[Stored dataset items]
• • • •

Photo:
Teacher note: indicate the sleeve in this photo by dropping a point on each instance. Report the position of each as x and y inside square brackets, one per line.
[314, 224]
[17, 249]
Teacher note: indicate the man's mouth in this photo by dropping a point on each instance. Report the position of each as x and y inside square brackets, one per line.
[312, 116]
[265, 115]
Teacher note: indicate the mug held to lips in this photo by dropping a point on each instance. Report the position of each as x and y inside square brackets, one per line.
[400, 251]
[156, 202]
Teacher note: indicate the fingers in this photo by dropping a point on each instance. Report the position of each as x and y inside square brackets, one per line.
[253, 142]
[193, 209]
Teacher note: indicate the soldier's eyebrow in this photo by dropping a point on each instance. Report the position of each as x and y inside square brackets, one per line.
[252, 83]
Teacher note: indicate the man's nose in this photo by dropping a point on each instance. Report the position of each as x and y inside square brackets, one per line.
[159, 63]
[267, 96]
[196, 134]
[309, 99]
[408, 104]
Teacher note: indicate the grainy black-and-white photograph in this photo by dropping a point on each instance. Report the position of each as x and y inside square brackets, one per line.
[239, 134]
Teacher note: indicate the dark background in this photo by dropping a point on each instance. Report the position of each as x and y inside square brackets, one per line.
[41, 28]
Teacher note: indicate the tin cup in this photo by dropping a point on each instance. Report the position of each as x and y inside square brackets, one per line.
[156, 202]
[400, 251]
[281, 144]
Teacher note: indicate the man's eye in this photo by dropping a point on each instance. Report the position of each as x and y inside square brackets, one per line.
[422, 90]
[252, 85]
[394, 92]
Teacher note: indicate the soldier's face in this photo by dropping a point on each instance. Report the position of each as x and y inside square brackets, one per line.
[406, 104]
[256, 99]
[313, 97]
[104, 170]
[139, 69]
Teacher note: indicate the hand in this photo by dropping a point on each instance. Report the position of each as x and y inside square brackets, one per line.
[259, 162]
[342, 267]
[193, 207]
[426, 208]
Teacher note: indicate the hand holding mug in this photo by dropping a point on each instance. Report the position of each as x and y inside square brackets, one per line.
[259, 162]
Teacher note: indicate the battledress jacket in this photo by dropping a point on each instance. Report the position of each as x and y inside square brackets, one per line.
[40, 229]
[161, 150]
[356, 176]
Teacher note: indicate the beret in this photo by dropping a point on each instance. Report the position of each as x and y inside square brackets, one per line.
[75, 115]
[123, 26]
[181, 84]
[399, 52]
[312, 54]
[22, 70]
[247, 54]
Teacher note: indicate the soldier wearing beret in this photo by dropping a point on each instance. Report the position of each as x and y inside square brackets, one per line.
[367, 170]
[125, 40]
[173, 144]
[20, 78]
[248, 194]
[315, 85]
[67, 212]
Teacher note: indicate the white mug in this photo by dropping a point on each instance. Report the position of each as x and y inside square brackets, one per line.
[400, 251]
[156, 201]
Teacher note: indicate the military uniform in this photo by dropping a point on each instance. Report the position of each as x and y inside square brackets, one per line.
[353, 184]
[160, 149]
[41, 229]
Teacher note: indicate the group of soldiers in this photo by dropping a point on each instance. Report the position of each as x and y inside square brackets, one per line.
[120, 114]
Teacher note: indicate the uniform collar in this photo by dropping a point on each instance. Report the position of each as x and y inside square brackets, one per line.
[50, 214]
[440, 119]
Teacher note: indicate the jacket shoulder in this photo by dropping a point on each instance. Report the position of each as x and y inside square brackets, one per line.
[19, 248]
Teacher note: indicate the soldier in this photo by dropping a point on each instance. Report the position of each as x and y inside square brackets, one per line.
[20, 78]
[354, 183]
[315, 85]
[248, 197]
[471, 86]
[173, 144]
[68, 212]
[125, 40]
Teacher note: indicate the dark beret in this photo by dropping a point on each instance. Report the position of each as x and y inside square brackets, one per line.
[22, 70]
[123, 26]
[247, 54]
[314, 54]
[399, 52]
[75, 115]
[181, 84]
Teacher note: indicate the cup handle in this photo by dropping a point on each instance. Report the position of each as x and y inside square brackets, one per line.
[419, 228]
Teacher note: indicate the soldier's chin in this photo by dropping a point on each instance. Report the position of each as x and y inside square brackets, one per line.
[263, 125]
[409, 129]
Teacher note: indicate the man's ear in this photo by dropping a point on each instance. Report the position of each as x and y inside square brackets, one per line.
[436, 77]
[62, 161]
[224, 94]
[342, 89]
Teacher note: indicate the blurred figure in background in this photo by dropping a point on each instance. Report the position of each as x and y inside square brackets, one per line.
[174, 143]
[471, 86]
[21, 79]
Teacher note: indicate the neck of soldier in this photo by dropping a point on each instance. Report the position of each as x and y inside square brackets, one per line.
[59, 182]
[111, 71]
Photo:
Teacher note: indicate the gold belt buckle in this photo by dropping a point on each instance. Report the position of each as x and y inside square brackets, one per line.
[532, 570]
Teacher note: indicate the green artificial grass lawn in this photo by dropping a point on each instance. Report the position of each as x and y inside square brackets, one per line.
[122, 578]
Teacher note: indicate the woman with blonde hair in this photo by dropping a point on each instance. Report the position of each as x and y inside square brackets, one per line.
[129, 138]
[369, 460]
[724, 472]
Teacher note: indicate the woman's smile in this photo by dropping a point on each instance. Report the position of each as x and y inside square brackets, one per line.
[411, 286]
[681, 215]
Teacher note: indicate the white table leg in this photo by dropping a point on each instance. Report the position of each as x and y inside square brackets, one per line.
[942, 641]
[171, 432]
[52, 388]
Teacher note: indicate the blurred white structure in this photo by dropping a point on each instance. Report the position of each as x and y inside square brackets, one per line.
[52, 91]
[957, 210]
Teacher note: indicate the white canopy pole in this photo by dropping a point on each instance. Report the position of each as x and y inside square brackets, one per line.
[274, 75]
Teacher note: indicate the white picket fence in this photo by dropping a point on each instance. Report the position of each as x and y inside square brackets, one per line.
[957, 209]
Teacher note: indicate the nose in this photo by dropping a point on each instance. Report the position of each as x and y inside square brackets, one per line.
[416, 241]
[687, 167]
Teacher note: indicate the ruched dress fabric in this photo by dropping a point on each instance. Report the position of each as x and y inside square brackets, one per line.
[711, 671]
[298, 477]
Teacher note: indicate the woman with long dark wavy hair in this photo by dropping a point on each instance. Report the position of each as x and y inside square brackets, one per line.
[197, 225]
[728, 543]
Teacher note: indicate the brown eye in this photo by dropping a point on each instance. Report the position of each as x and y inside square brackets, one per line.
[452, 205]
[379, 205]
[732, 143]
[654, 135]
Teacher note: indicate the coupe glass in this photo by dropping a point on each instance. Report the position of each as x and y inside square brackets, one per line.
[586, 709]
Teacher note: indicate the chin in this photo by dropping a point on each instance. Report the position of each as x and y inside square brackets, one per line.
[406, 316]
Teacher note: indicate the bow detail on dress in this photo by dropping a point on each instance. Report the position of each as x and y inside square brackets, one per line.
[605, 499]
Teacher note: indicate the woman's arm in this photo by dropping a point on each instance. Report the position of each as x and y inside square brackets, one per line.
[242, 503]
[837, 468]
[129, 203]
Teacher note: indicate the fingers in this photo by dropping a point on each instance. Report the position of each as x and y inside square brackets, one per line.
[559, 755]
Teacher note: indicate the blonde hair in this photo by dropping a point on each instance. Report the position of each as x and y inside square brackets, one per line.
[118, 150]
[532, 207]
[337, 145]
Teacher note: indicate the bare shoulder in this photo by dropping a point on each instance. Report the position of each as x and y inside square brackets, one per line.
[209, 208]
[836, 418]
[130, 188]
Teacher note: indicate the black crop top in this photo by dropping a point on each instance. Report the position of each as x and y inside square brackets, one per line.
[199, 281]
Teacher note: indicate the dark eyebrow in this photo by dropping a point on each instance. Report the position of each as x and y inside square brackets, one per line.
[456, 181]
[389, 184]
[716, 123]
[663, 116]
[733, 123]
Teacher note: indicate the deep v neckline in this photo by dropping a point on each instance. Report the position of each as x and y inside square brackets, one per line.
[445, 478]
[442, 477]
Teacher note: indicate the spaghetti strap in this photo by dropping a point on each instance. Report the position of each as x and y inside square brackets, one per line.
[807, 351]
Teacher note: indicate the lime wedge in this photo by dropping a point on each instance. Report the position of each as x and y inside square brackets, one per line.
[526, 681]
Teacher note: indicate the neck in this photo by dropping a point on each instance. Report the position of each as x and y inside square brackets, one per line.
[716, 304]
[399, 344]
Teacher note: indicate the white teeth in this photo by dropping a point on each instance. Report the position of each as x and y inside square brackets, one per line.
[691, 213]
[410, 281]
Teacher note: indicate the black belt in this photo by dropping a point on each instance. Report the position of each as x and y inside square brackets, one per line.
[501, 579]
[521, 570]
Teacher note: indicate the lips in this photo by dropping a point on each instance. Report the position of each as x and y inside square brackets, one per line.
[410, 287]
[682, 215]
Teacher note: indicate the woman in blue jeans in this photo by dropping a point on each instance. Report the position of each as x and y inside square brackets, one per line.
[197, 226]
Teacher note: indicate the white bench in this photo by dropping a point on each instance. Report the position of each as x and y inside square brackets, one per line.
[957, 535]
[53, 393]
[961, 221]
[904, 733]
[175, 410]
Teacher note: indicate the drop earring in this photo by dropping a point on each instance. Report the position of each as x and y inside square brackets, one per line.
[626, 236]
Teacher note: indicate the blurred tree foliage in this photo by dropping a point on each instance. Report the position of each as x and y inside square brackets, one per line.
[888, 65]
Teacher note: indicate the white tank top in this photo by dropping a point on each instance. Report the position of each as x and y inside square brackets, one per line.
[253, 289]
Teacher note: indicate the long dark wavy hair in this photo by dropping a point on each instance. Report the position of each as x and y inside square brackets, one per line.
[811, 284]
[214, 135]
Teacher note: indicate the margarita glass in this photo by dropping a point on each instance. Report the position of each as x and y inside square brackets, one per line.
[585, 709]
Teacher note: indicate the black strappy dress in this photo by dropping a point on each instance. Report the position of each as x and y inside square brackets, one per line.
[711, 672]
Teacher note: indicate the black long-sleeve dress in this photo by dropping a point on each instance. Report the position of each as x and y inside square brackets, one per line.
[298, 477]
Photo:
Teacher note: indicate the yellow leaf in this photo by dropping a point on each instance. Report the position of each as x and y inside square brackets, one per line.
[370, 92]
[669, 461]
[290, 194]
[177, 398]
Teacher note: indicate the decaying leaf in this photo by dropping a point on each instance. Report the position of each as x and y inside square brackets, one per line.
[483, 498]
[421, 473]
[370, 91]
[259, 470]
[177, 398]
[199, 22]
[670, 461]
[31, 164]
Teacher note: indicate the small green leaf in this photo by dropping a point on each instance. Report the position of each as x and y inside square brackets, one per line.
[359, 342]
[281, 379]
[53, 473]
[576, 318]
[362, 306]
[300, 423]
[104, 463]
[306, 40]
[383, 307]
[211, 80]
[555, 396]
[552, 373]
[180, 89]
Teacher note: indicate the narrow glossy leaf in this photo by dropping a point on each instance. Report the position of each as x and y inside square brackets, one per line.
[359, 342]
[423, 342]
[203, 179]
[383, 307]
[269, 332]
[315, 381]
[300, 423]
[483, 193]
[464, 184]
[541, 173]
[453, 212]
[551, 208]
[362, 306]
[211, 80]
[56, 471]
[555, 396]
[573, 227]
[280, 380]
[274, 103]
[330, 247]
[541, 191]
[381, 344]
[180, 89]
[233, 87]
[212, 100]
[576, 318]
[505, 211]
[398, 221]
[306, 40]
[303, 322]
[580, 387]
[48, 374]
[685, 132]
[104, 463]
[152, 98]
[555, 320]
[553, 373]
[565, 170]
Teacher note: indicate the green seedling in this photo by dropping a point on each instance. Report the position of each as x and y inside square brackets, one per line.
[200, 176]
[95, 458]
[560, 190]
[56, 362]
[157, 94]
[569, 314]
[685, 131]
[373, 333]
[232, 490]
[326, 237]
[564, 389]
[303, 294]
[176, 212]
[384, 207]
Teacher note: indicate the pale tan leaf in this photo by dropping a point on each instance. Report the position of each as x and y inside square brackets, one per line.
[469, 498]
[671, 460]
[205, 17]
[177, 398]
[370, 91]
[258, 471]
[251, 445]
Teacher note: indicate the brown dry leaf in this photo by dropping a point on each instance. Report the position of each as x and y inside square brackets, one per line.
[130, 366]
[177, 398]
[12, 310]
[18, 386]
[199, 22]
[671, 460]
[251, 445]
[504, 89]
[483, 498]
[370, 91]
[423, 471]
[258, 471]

• • • •

◆ **PROBLEM**
Return every line from the one holding "Teacher note: indicate the green seedling" through the end of the data, exactly as it appears, with both ends kept and nothing else.

◆ **SOLUTION TO THIS TASK**
Teacher note: indicate the green seedling in this photo by dropping a point on each instance. Report the position of each as x and y inside square brackets, one per line.
[200, 176]
[95, 458]
[560, 190]
[56, 362]
[157, 94]
[569, 314]
[685, 131]
[373, 333]
[232, 490]
[326, 237]
[564, 389]
[303, 294]
[176, 212]
[384, 207]
Teacher note: indicate the pale tan leaf in this photo by dropping a point on each instance. Report the position of each as x and y inside square brackets, one per line.
[469, 498]
[671, 460]
[205, 17]
[177, 398]
[370, 91]
[258, 471]
[251, 445]
Teacher note: indicate the brown dry leaf in this photo by dropping a point on each instance. Report the position of each as x and y inside square brackets, one per line.
[130, 366]
[177, 398]
[12, 310]
[18, 386]
[199, 22]
[671, 460]
[251, 445]
[504, 89]
[483, 498]
[370, 91]
[423, 471]
[258, 471]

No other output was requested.